- _Page text_:
=== Begin Enclosure ===

To be clear, if a defense has two-high safeties, it doesn't necessarily mean they are playing Cover 2. As for what the Cardinals do with Kyler at QB, I mean, getting the ball out quicker more often is what I think they have already wanted him to do. We will see if that happens. But what the Niners do will dictate some of that, and again, Murray's ability to scramble changes the equation.
From Cindy Dobbins:
"Why Eno Benjamin instead of Jonathan Ward or anybody? Is it to give him a chance to go elsewhere? He contributed so much this season. I know fair isn't always a factor but this seems almost cruel. Thanks for the mailbag!"
Benjamin wasn't released to clear a roster spot, or so he could go elsewhere. While Kliff Kingsbury never explained exactly what happened, it's fair to say there has been enough said -- and enough reporting -- that it isn't really that hard to surmise the reason behind the move.
From Collin M:
"Hey Darren, appreciate your call-out of the Twitter troglodytes who clearly haven't been hugged enough. This past week, we focused on (a) quick throws and (b) a simpler offensive scheme. Is it possible Kliff's 'ideal' offense is too complex? Mike Garafolo made the comment yesterday on GMFB that Kliff has a very complex (and therefore tough to defend) offense. But with our execution issues,.perhaps it's *too* complex?"
That's always a possibility, that coaches get too in the weeds. I don't know if that is the case. Anytime you make things more simple it's a benefit, but again, can your players execute and be the more talented team to make up for what is in theory an easier scheme to defend? The quick throw thing was easy to notice in L.A. They did it mostly in Mexico City, and obviously the results weren't good enough.
From Sebas Quiros:
"Hey Darren. Does all the receiver personnel run a route on every play? What I mean is, I feel like every now and again I see players pretty much not running a route except for one or two players who are the ones targeted on that specific play. I feel like this is common in plays that involve a quick pass but I guess my question is more like: are there plays that are just a one read where the ball will go to one and only one player?"
There are never plays in which you have only one receiver set for the ball. You would have a first read, but the best quarterbacks are working off what the defense is doing and you don't know how that might direct you. And yes, you are either blocking or going out for a pass every pass play.

=== End Enclosure ===

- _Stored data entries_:

=== Begin Enclosure ===

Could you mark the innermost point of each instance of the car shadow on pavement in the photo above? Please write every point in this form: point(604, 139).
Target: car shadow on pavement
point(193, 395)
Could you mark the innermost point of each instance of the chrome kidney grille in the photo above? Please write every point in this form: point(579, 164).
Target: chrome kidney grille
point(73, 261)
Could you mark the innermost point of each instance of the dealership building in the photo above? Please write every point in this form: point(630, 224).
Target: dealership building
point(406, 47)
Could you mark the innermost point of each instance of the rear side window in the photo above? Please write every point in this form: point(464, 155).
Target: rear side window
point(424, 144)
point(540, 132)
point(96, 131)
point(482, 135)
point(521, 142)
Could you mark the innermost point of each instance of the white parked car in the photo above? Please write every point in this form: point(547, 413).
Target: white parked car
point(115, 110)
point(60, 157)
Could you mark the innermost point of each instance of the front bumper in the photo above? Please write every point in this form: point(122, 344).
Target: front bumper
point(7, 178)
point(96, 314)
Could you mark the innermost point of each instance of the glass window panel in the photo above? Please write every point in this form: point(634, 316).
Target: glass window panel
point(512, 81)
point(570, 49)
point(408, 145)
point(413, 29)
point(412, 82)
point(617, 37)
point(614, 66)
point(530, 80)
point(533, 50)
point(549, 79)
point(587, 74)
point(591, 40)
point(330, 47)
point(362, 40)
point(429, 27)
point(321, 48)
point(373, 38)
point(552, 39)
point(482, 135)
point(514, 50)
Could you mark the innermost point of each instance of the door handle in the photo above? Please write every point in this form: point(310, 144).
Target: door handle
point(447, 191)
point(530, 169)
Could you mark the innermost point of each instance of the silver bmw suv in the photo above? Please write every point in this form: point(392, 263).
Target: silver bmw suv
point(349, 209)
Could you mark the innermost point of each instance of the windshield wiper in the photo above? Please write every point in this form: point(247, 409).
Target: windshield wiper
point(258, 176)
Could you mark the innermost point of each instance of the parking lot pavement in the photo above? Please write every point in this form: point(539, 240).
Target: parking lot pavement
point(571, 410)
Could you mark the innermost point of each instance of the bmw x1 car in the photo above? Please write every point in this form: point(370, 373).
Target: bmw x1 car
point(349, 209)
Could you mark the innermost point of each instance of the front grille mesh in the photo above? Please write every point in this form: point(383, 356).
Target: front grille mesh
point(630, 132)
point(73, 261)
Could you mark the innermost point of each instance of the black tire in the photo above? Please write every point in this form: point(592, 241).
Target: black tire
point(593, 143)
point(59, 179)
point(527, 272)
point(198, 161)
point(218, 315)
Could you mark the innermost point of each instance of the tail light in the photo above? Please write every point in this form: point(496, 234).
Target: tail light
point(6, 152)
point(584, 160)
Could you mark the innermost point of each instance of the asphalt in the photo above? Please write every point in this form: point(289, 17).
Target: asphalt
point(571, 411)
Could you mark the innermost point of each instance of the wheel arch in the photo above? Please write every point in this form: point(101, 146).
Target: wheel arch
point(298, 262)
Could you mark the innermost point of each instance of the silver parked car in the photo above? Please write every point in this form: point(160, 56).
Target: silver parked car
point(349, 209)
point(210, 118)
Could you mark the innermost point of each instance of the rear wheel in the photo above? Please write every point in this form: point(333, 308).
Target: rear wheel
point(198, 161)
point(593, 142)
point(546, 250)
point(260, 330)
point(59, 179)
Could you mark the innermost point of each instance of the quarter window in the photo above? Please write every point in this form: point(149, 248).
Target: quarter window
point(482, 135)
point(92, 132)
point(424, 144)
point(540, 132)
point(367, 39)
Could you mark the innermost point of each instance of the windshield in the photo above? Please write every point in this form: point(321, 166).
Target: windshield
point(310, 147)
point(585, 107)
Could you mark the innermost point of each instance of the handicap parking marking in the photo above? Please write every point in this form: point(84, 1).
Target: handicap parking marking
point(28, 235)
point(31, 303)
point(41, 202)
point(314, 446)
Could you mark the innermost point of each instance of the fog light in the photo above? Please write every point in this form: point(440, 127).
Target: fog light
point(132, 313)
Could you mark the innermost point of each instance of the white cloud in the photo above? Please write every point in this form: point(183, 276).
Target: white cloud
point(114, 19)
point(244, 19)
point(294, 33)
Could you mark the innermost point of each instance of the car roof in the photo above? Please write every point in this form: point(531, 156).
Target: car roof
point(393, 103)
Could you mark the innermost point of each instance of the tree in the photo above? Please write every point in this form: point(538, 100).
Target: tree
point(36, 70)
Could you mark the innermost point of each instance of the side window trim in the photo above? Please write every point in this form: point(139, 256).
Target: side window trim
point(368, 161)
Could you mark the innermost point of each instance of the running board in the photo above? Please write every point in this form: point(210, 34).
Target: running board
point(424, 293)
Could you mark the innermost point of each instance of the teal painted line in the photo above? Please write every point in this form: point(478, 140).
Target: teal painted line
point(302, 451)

=== End Enclosure ===

- _What is needed_:
Return the portion of the football mailbag text from "There are never" up to and including "every pass play.". The data is not required for any part of this work.

- _Finished exercise_:
There are never plays in which you have only one receiver set for the ball. You would have a first read, but the best quarterbacks are working off what the defense is doing and you don't know how that might direct you. And yes, you are either blocking or going out for a pass every pass play.